Metal distribution, speciation, and bioavailability in stormwater management oil/grit chamber systems and marine receiving waters Cohen, Tamira


The stormwater management practice of oil/grit chamber systems is utilized to reduce pollutants from urban/industrial runoff to natural waters. Metal determinations (Cu, Zn, Cd, Ni, Pb) were used to test chamber effectiveness, elucidate distribution patterns of total and labile (Cu, Cd, Ni only) metals in water and sediments, and examine influences on metal bioavailability. Water, sediment, and biota analyses revealed chambers do not function adequately in reducing dissolved, fine particulate-bound, colloidal, and DGT-labile metals. Runoff from industrial/commercial areas resulted in elevated bioavailabilities of Cu, Zn, Cd, and Pb. Cu and Zn were of significant concern, especially during the onset of the rainy season. Chamber systems appear to provide some reduction of metalbound coarse particles; however, significant portions of total metals easily flow into receiving water bodies. Furthermore, re-suspension of previously deposited particulate metals within chambers may provide additional opportunities for increased metal dissolution and lability. The diffusive gradient in thin film technique (DGT) used in water provided an indication of high metal discharge and proved to be a good measure of time-integrated average of elevated levels. Consequently, this technique can reflect effective metal means for whole storm event periods. DGT in water also effectively reflected bioavailabilities for the three elements assessed in the order (Cu>Cd»>Ni). For Ni , DGT may be more sensitive in discriminating between sites than bioaccumulations. Comparatively, the sediment DGT technique was not very effective due to large spatial and temporal variabilities; it is not recommended for environmental monitoring work, where these conditions may apply. The barnacle, Balanus glandula, was useful as a biomonitoring species and shows promise for future metal bioavailability work within its geographical range. Variability in metal bioaccumulations was noted as a result of substrata and vertical positioning and should be considered in any future studies using B. glandula as a metal biomonitor. Ideally, contaminant free substrata should be utilized for the prevention of potential influences from naturally occurring surfaces. Altogether, these studies indicate that oil/grit chambers function as poor primary treatments. Better stormwater detention capacity and metal removal processes are necessary to facilitate the goal of metal reduction in stormwater runoff to waterways.

**Data listing:**
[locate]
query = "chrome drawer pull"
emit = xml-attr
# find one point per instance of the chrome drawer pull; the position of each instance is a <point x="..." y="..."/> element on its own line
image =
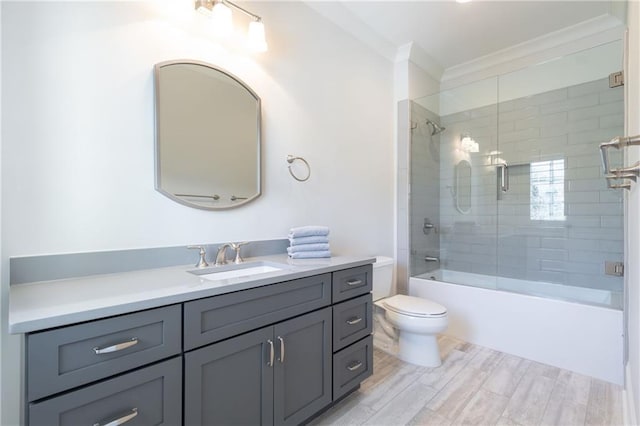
<point x="271" y="353"/>
<point x="116" y="348"/>
<point x="281" y="349"/>
<point x="122" y="420"/>
<point x="354" y="320"/>
<point x="354" y="366"/>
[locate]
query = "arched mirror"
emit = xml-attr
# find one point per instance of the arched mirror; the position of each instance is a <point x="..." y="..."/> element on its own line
<point x="207" y="136"/>
<point x="462" y="196"/>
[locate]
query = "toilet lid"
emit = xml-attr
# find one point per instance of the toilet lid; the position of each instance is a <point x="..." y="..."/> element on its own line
<point x="414" y="306"/>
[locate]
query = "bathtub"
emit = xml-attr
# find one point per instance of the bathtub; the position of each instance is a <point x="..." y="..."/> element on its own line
<point x="583" y="337"/>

**Goal of the exercise:**
Answer these from the abstract on oil/grit chambers:
(a) Which five metals were measured to test how well the chambers work?
(b) What species of barnacle served as a biomonitor?
(c) Why was the sediment DGT technique judged not very effective?
The material is separate from the abstract.

**Completed task:**
(a) Cu, Zn, Cd, Ni and Pb.
(b) Balanus glandula.
(c) Because of large spatial and temporal variabilities.